[Text block — start]

COMMUTERS described the harrowing moment they witnessed a man lie calmly on a rail track and wait for a train to kill him.

Dozens of train passengers were waiting at Highams Park station for a London-bound train when they witnessed Robin Pye, who had been battling mental illness, climb down from the platform.

At an inquest today at Walthamstow Coroner's Court a jury recorded a verdict of suicide, deciding Mr Pye had killed himself while suffering schizophrenia.

Several commuters witnessed the incident on February 3 this year, including account cashier Deirdre Pack.

She described noticing the 54-year-old bachelor sitting on a bench on the snow-covered platform opposite.

She said she heard the sirens for the level crossing going down and looked down the track to see if is was her train arriving.

She said: "As I turned back, he walked up to the edge of the platform as if he was walking into a swimming pool and gently put himself over the edge of the platform onto the track.

"He lay in the middle of the track and didn't try to get up, he just lay there. As the train came I looked away.”

John Ireland, a policeman on his way to work in central London, described hearing a woman screaming as the train pulled in.

Jason Smith, the driver of the 8.33am Liverpool Street to Chingford service, said he saw Mr Pye jump onto the track as the train pulled into the station and sounded his horn while applying the emergency break, but could not stop in time.

[Text block — finish]

> Using the information:
[1] Say whether each statement agrees with the Highams Park report, answering yes or no and quoting the words of the report that decide it: (a) The inquest took place at Walthamstow Coroner's Court. (b) Deirdre Pack was a policeman on her way to work. (c) The train driver was able to stop in time.
[2] Repeat the Highams Park report word for word, starting at "She described noticing" and ending at "train pulled in.".

[The data — start]

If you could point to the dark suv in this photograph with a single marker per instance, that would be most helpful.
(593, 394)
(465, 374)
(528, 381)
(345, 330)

[The data — finish]
[The data — start]

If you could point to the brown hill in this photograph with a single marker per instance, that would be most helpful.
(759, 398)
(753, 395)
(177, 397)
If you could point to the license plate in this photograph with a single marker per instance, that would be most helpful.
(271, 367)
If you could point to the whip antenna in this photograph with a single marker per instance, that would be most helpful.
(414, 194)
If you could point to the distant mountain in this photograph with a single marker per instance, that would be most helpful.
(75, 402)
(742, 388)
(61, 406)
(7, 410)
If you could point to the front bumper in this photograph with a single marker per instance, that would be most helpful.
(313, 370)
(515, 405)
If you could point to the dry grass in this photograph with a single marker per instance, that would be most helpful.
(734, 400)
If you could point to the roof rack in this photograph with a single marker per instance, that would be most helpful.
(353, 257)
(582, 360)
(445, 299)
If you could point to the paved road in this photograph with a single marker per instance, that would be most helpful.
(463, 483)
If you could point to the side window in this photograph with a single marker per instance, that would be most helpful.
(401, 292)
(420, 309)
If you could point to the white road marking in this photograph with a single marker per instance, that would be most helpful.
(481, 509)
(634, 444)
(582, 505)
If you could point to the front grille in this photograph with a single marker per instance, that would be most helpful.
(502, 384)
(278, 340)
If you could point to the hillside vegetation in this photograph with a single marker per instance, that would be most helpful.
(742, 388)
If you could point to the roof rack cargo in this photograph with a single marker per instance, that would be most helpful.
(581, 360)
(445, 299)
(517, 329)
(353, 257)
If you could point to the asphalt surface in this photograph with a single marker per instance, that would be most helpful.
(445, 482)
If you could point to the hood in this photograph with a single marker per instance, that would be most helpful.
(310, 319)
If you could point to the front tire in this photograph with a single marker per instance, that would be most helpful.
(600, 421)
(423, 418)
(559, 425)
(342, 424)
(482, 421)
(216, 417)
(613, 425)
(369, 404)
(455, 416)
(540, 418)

[The data — finish]
[The data — start]

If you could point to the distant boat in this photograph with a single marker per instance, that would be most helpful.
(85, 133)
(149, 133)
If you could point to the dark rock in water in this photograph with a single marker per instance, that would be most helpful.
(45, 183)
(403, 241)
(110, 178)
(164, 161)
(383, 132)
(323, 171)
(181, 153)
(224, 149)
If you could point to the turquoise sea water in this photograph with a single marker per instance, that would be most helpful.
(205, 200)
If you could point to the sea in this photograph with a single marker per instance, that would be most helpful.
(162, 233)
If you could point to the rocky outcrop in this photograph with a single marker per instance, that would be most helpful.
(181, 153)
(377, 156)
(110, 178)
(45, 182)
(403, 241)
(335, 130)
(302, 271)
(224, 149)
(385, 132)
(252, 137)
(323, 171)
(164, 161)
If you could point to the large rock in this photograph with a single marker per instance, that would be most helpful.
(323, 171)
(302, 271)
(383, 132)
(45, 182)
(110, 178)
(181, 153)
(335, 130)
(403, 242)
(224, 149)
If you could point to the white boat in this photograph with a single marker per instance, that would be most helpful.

[The data — finish]

> Solutions:
[1]
(a) Yes: "At an inquest today at Walthamstow Coroner's Court"
(b) No: "account cashier Deirdre Pack"
(c) No: "but could not stop in time"

[2]
She described noticing the 54-year-old bachelor sitting on a bench on the snow-covered platform opposite.

She said she heard the sirens for the level crossing going down and looked down the track to see if is was her train arriving.

She said: "As I turned back, he walked up to the edge of the platform as if he was walking into a swimming pool and gently put himself over the edge of the platform onto the track.

"He lay in the middle of the track and didn't try to get up, he just lay there. As the train came I looked away.”

John Ireland, a policeman on his way to work in central London, described hearing a woman screaming as the train pulled in.